* Problem requirements *
Repeat the data word for word, excluding every picture.

Items from a dataset:
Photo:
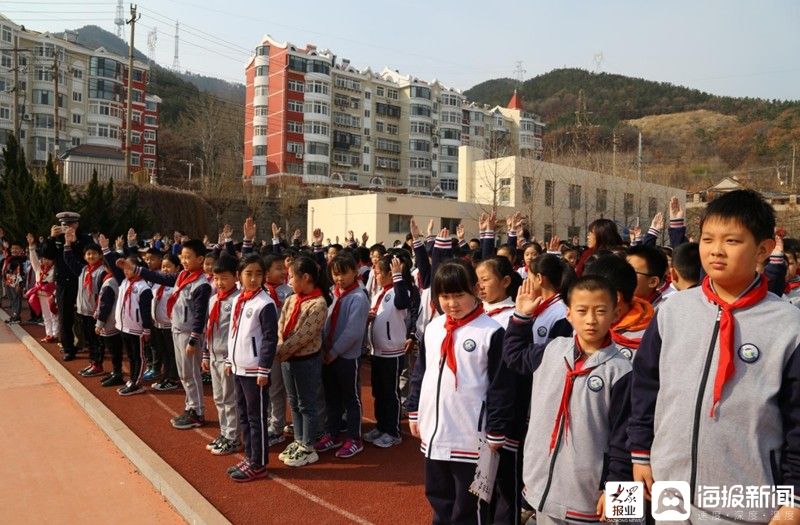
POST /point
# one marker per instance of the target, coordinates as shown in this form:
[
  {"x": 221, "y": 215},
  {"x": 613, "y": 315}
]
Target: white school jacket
[
  {"x": 451, "y": 422},
  {"x": 244, "y": 345},
  {"x": 128, "y": 316}
]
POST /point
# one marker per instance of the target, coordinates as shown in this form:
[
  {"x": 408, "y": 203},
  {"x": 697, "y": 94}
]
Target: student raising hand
[{"x": 527, "y": 299}]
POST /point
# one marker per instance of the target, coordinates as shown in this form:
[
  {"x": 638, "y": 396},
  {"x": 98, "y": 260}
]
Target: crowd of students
[{"x": 622, "y": 360}]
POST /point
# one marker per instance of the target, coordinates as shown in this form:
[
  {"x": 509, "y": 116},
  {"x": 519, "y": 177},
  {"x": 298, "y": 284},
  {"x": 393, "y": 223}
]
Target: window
[
  {"x": 399, "y": 223},
  {"x": 527, "y": 189},
  {"x": 652, "y": 207},
  {"x": 574, "y": 197},
  {"x": 602, "y": 200},
  {"x": 627, "y": 203},
  {"x": 549, "y": 193}
]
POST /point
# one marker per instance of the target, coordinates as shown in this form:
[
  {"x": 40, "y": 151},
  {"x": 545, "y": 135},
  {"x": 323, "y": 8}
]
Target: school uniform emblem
[
  {"x": 749, "y": 353},
  {"x": 595, "y": 383}
]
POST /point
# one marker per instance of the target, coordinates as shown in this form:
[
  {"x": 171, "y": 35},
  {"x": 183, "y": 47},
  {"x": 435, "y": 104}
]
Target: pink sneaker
[{"x": 350, "y": 448}]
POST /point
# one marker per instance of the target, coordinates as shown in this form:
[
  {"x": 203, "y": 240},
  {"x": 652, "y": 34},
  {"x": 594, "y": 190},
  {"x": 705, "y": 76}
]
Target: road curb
[{"x": 184, "y": 498}]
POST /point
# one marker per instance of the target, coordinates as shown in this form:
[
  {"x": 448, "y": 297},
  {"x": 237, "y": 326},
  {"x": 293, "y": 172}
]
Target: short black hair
[
  {"x": 748, "y": 208},
  {"x": 686, "y": 261},
  {"x": 592, "y": 283},
  {"x": 617, "y": 271},
  {"x": 225, "y": 263},
  {"x": 195, "y": 245},
  {"x": 654, "y": 258}
]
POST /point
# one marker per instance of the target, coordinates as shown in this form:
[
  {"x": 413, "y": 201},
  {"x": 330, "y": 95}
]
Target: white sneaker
[
  {"x": 302, "y": 456},
  {"x": 372, "y": 435},
  {"x": 386, "y": 441}
]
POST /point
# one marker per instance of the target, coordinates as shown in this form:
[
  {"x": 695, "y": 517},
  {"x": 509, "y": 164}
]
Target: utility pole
[{"x": 129, "y": 116}]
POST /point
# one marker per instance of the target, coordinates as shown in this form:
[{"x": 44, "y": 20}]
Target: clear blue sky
[{"x": 738, "y": 48}]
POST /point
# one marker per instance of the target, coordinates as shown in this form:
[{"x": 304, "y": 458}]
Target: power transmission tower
[
  {"x": 175, "y": 62},
  {"x": 119, "y": 18},
  {"x": 129, "y": 117}
]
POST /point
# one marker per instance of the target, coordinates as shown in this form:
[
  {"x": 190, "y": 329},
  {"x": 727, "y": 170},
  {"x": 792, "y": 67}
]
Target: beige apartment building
[{"x": 559, "y": 200}]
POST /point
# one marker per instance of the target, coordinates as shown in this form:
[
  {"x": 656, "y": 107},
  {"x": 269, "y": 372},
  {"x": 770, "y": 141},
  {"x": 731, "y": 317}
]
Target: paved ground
[{"x": 56, "y": 466}]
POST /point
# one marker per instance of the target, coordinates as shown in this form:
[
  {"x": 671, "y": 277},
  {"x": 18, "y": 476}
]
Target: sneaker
[
  {"x": 130, "y": 389},
  {"x": 350, "y": 448},
  {"x": 214, "y": 444},
  {"x": 189, "y": 419},
  {"x": 288, "y": 451},
  {"x": 326, "y": 443},
  {"x": 274, "y": 439},
  {"x": 92, "y": 370},
  {"x": 227, "y": 447},
  {"x": 386, "y": 441},
  {"x": 114, "y": 379},
  {"x": 238, "y": 466},
  {"x": 302, "y": 456},
  {"x": 166, "y": 384},
  {"x": 248, "y": 472},
  {"x": 372, "y": 435}
]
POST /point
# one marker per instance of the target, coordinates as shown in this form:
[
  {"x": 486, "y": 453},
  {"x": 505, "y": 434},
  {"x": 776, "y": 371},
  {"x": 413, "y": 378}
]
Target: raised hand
[{"x": 527, "y": 299}]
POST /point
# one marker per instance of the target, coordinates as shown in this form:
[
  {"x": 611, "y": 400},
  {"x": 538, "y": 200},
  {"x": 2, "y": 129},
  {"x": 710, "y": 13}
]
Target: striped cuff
[
  {"x": 640, "y": 457},
  {"x": 495, "y": 439},
  {"x": 443, "y": 243},
  {"x": 519, "y": 317}
]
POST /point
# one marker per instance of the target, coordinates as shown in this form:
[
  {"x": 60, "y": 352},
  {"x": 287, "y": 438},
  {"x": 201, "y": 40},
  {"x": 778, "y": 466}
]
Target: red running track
[{"x": 379, "y": 486}]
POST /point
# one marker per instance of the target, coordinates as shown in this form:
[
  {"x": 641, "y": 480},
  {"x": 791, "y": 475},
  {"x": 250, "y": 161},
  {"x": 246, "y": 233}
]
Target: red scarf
[
  {"x": 386, "y": 288},
  {"x": 566, "y": 395},
  {"x": 544, "y": 305},
  {"x": 299, "y": 299},
  {"x": 126, "y": 299},
  {"x": 448, "y": 352},
  {"x": 237, "y": 309},
  {"x": 273, "y": 292},
  {"x": 339, "y": 294},
  {"x": 88, "y": 282},
  {"x": 185, "y": 278},
  {"x": 727, "y": 328},
  {"x": 213, "y": 315},
  {"x": 637, "y": 319}
]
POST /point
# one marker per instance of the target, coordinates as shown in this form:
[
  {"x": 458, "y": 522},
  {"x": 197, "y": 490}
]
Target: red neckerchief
[
  {"x": 185, "y": 278},
  {"x": 237, "y": 309},
  {"x": 448, "y": 352},
  {"x": 637, "y": 319},
  {"x": 727, "y": 328},
  {"x": 544, "y": 305},
  {"x": 272, "y": 289},
  {"x": 340, "y": 294},
  {"x": 213, "y": 315},
  {"x": 126, "y": 299},
  {"x": 569, "y": 380},
  {"x": 299, "y": 299},
  {"x": 386, "y": 288},
  {"x": 88, "y": 282}
]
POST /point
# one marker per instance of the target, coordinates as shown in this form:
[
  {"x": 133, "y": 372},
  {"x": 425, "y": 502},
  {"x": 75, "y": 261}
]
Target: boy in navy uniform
[{"x": 715, "y": 391}]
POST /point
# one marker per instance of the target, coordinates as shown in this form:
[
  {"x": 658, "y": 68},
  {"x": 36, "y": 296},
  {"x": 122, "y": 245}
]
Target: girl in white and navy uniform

* Finished exercise *
Photo:
POST /point
# one marker per instance of the target, coordinates as shown in this form:
[
  {"x": 221, "y": 215},
  {"x": 613, "y": 315}
]
Target: white school jacket
[
  {"x": 451, "y": 422},
  {"x": 244, "y": 345},
  {"x": 128, "y": 316}
]
POST /point
# one marker per instance of the target, coordinates as shown in this form:
[
  {"x": 408, "y": 203},
  {"x": 697, "y": 94}
]
Target: student raising hand
[{"x": 527, "y": 299}]
POST /point
# one marker per instance of the target, coordinates as shown in this form:
[
  {"x": 638, "y": 396},
  {"x": 98, "y": 260}
]
Target: crowd of students
[{"x": 622, "y": 360}]
POST /point
# one marker per instance of the target, coordinates as shown in this form:
[
  {"x": 509, "y": 116},
  {"x": 519, "y": 177},
  {"x": 298, "y": 284},
  {"x": 393, "y": 223}
]
Target: window
[
  {"x": 399, "y": 223},
  {"x": 527, "y": 189},
  {"x": 652, "y": 207},
  {"x": 574, "y": 197},
  {"x": 602, "y": 200},
  {"x": 627, "y": 203},
  {"x": 549, "y": 193}
]
POST /point
# one marker per instance of the target, coordinates as shown in this form:
[
  {"x": 40, "y": 151},
  {"x": 545, "y": 135},
  {"x": 323, "y": 8}
]
Target: school uniform emblem
[
  {"x": 749, "y": 353},
  {"x": 595, "y": 383}
]
POST /point
# one marker per instance of the target, coordinates as shown in this form:
[
  {"x": 171, "y": 35},
  {"x": 183, "y": 47},
  {"x": 435, "y": 104}
]
Target: pink sneaker
[{"x": 350, "y": 448}]
POST /point
# one marker per instance of the target, coordinates as shown in this form:
[
  {"x": 203, "y": 240},
  {"x": 652, "y": 34},
  {"x": 594, "y": 190},
  {"x": 705, "y": 76}
]
Target: road curb
[{"x": 184, "y": 498}]
POST /point
# one marker per instance of the target, coordinates as shown in this form:
[
  {"x": 448, "y": 297},
  {"x": 237, "y": 326},
  {"x": 293, "y": 172}
]
Target: short black hair
[
  {"x": 748, "y": 208},
  {"x": 686, "y": 261},
  {"x": 592, "y": 283},
  {"x": 617, "y": 271},
  {"x": 225, "y": 263},
  {"x": 195, "y": 245},
  {"x": 654, "y": 258}
]
POST /point
# one marker per instance of the target, coordinates as shown in this form:
[
  {"x": 413, "y": 201},
  {"x": 330, "y": 95}
]
Target: white sneaker
[
  {"x": 302, "y": 456},
  {"x": 372, "y": 435},
  {"x": 386, "y": 441}
]
POST /point
# one marker per instance of the target, coordinates as shown in this form:
[
  {"x": 695, "y": 517},
  {"x": 509, "y": 164}
]
Target: utility pole
[{"x": 129, "y": 116}]
POST /point
# one marker per instance of the target, coordinates as shown in this form:
[{"x": 44, "y": 20}]
Target: clear blue sky
[{"x": 738, "y": 48}]
POST /point
# one marker per instance of the target, coordinates as shown in this form:
[{"x": 304, "y": 458}]
Target: power transmission tower
[
  {"x": 175, "y": 62},
  {"x": 119, "y": 18},
  {"x": 129, "y": 117}
]
POST /point
# one marker per instance of the target, coordinates as shown in this form:
[
  {"x": 190, "y": 329},
  {"x": 727, "y": 170},
  {"x": 792, "y": 67}
]
Target: beige apartment building
[{"x": 559, "y": 200}]
POST /point
# one marker per instance of the target, coordinates as shown in this form:
[
  {"x": 656, "y": 107},
  {"x": 269, "y": 372},
  {"x": 770, "y": 141},
  {"x": 731, "y": 317}
]
Target: paved ground
[{"x": 56, "y": 466}]
POST /point
# one marker per instance of the target, coordinates as shown in this form:
[
  {"x": 671, "y": 277},
  {"x": 18, "y": 476}
]
Target: sneaker
[
  {"x": 130, "y": 389},
  {"x": 350, "y": 448},
  {"x": 214, "y": 444},
  {"x": 189, "y": 419},
  {"x": 288, "y": 451},
  {"x": 326, "y": 443},
  {"x": 274, "y": 439},
  {"x": 92, "y": 370},
  {"x": 227, "y": 447},
  {"x": 386, "y": 441},
  {"x": 114, "y": 379},
  {"x": 238, "y": 466},
  {"x": 302, "y": 456},
  {"x": 166, "y": 384},
  {"x": 248, "y": 472},
  {"x": 372, "y": 435}
]
POST /point
# one marker per instance of the target, coordinates as shown in this form:
[
  {"x": 486, "y": 453},
  {"x": 505, "y": 434},
  {"x": 776, "y": 371},
  {"x": 413, "y": 378}
]
Target: raised hand
[{"x": 527, "y": 299}]
POST /point
# one marker per instance of the target, coordinates as shown in this form:
[
  {"x": 611, "y": 400},
  {"x": 538, "y": 200},
  {"x": 2, "y": 129},
  {"x": 710, "y": 13}
]
Target: striped cuff
[
  {"x": 640, "y": 457},
  {"x": 495, "y": 439},
  {"x": 443, "y": 243},
  {"x": 519, "y": 317}
]
POST /point
# one marker per instance of the target, coordinates as shown in this form:
[
  {"x": 60, "y": 352},
  {"x": 287, "y": 438},
  {"x": 201, "y": 40},
  {"x": 778, "y": 466}
]
Target: red running track
[{"x": 379, "y": 486}]
POST /point
# one marker per instance of the target, coordinates as shown in this form:
[
  {"x": 641, "y": 480},
  {"x": 791, "y": 475},
  {"x": 250, "y": 161},
  {"x": 246, "y": 233}
]
Target: red scarf
[
  {"x": 386, "y": 288},
  {"x": 566, "y": 395},
  {"x": 544, "y": 305},
  {"x": 299, "y": 299},
  {"x": 126, "y": 299},
  {"x": 448, "y": 352},
  {"x": 237, "y": 309},
  {"x": 273, "y": 292},
  {"x": 339, "y": 294},
  {"x": 88, "y": 282},
  {"x": 185, "y": 278},
  {"x": 727, "y": 328},
  {"x": 213, "y": 315},
  {"x": 637, "y": 319}
]
POST /point
# one marker per instance of the target, coordinates as shown in this form:
[
  {"x": 458, "y": 522},
  {"x": 197, "y": 490}
]
Target: red neckerchief
[
  {"x": 185, "y": 278},
  {"x": 237, "y": 309},
  {"x": 448, "y": 352},
  {"x": 637, "y": 319},
  {"x": 727, "y": 328},
  {"x": 544, "y": 305},
  {"x": 272, "y": 289},
  {"x": 340, "y": 294},
  {"x": 213, "y": 315},
  {"x": 126, "y": 299},
  {"x": 569, "y": 380},
  {"x": 299, "y": 299},
  {"x": 386, "y": 288},
  {"x": 88, "y": 282}
]
POST /point
# one marker per instance of the target, coordinates as shown in this form:
[
  {"x": 133, "y": 372},
  {"x": 425, "y": 502},
  {"x": 75, "y": 261}
]
Target: boy in navy uniform
[{"x": 715, "y": 391}]
POST /point
# one marker per instance of the target, coordinates as shown in this form:
[
  {"x": 658, "y": 68},
  {"x": 36, "y": 296},
  {"x": 122, "y": 245}
]
Target: girl in white and navy uniform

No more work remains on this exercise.